AIM —
Locate each line in the items below that contains the word "ceiling", and copy every such line.

RECORDS FOR THIS TASK —
★ ★ ★ ★
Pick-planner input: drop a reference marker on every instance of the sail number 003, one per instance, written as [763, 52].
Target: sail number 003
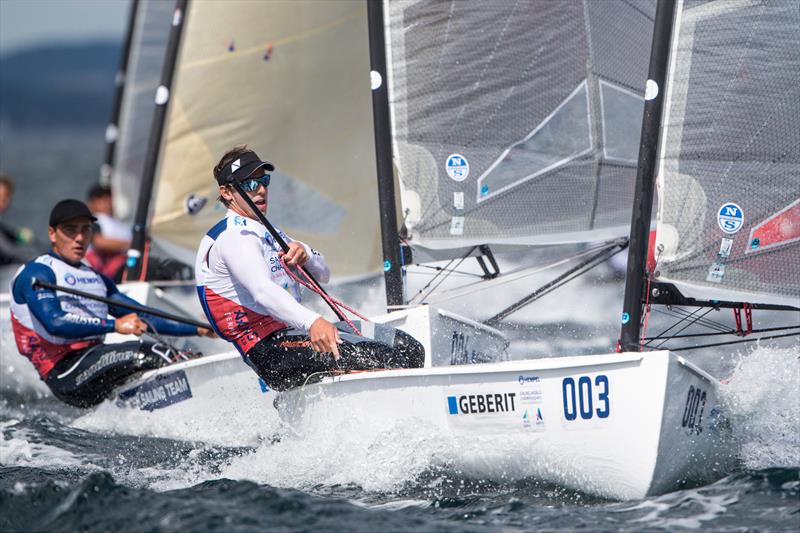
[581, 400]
★ ★ ★ ★
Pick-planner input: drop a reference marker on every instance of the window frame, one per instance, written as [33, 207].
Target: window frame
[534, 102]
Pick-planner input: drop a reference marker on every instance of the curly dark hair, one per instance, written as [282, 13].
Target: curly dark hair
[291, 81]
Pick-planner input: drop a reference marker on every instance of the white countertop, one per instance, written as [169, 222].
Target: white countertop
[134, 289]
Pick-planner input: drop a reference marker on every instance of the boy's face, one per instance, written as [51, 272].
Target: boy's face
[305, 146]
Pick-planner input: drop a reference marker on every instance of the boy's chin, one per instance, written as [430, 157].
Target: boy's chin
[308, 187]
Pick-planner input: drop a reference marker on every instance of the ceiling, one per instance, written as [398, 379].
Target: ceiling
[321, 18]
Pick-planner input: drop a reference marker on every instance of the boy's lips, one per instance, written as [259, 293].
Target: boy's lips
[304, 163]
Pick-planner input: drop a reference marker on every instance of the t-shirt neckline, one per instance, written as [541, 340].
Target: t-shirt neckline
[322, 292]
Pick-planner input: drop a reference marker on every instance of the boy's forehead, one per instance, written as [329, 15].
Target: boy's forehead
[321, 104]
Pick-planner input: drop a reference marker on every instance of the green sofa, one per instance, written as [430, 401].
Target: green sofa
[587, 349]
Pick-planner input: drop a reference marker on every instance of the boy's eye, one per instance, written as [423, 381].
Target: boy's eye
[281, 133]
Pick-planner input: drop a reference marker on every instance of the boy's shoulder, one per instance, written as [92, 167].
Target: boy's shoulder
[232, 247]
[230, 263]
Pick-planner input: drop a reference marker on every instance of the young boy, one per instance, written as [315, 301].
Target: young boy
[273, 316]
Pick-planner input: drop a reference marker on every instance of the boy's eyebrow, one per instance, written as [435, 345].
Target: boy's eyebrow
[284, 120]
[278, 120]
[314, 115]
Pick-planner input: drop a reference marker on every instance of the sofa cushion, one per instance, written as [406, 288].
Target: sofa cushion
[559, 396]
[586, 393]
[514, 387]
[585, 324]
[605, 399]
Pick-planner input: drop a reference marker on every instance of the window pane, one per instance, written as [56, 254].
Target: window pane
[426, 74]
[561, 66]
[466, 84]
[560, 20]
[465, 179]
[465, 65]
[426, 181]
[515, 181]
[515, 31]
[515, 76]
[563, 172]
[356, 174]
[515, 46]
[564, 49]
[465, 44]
★ ★ ★ ★
SOLUTION TO THIS EXERCISE —
Pick-planner input: drop a reference marker on every instance of the ceiling, one per instance, written as [398, 379].
Target: ceiling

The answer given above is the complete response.